Lesson 1: Intro to plotting data in R with ggplot
Functions for Lesson 1
?
, str
, glimpse
, summary
, table
, min
, max
, ggplot
, geom_point
, geom_smooth
, theme_minimal
, theme_classic
, theme_tufte
Packages for Lesson 1
tidyverse
, ggplot2
, dplyr
Agenda
Data visualisation in R
for Data Science, Section 3.1.1.
- Intro to the
R
environment (IDE)
- Loading packages, e.g.
tidyverse
- Using built-in
R
data: the mpg
dataset
- Using ggplot with the built-in data set (to make scatterplots)
- Modifying plot aesthetics
- Reading in outside data: Airbnb data
- Plotting Airbnb data with ggplot
Intro to the R
environment (IDE)
The RStudio
integrated development environment (IDE) and what you can do with it.
A more complete example of what you can acheive with the interface.
Loading packages, e.g. tidyverse
How to load packages in R
.
install.packages("tidyverse") # install package
library(tidyverse) # load the package library
require(tidyverse) # same as library
# We are typing in an R Script. Things with # in front make them comments and notes to ourselves
# Command Return to execute the line/ 'run the code'
Using built-in R
data: the mpg
dataset
Section 3.2.1
We'll use a built-in tidyverse dataset called mpg
with data about cars and gas-mileage.
mpg
# run help page with '?'
`?`(mpg)
- This is a tibble (data frame) that we've "printed" out. It's like R's version of an excel spreadsheet, but much better.
- A tibble will show us the first 10 rows, rows containing the data, column names, and the class of data within each column, such as numeric, integer, or character.
Summarising data
str(mpg) # structure of data
glimpse(mpg) # preview of data
summary(mpg) # basic summary stats
table(mpg$manufacturer) # counts of each column
head(mpg) # visualise first 6 rows of data
tail(mpg, 10) # visualise last 10 (or N) rows of data
names(mpg) # get column names
class(mpg) # class of data frame
class(mpg$manufacturer) # class of data column
mpg$displ # print a column
mpg$hwy # print a column
Creating a plot with ggplot
Section 3.2.2
ggplot()
Creates a coordinate system for us--basically an empty graph.
geom_point()
Adds a "layer", e.g. geom_point (but there are many for different kinds of graphs).
Plot two of the data columns
ggplot(data = mpg) + geom_point(mapping = aes(x = displ, y = hwy))
Changing the data column inputs for the x and y axis of the plot
ggplot(data = mpg) + geom_point(mapping = aes(x = class, y = drv))
Assign data to variables to create dynamic inputs
my_data <- mpg # create own variable using a name of your choice
ggplot(data = my_data) + geom_point(mapping = aes(x = displ, y = hwy))
Themes
Change plot style. Link for more ggplot themes.
require(ggthemes)
# classic theme
ggplot(data = my_data) + geom_point(mapping = aes(x = displ, y = hwy)) + theme_minimal()

> _MATERIAL_
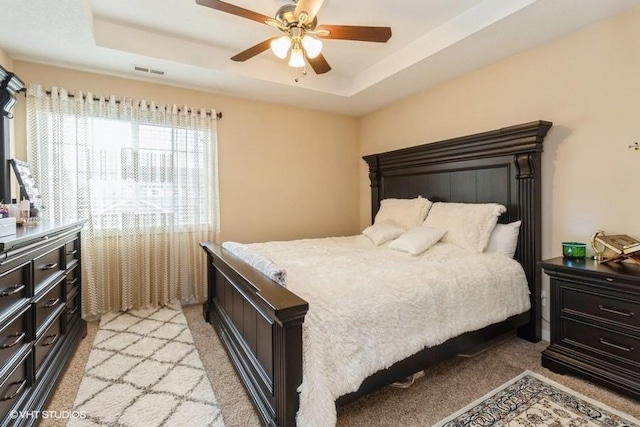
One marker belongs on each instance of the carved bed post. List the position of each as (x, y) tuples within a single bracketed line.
[(527, 175), (372, 161)]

> _EXERCISE DIRECTIONS_
Extend the ggplot lesson in R past its final line, writing in its own style. The material isn't needed for this.

> _ANSWER TO THE PROBLEM_
# minimal theme
ggplot(data = my_data) + geom_point(mapping = aes(x = displ, y = hwy)) + theme_tufte()
# assign theme to variable
my_theme <- theme_classic()
ggplot(data = my_data) + geom_point(mapping = aes(x = displ, y = hwy)) + my_theme # apply your chosen theme
Aesthetic mapping
Section 3.3
colour
. Change the colour of the data points. size
. Change the size of the data points.
alpha
. Change the transparency of the data points.
Colour
Colour by colour name.
ggplot(data = my_data) + geom_point(mapping = aes(x = displ, y = hwy), colour = "light blue") + my_theme
Colour by a hex code in quotes.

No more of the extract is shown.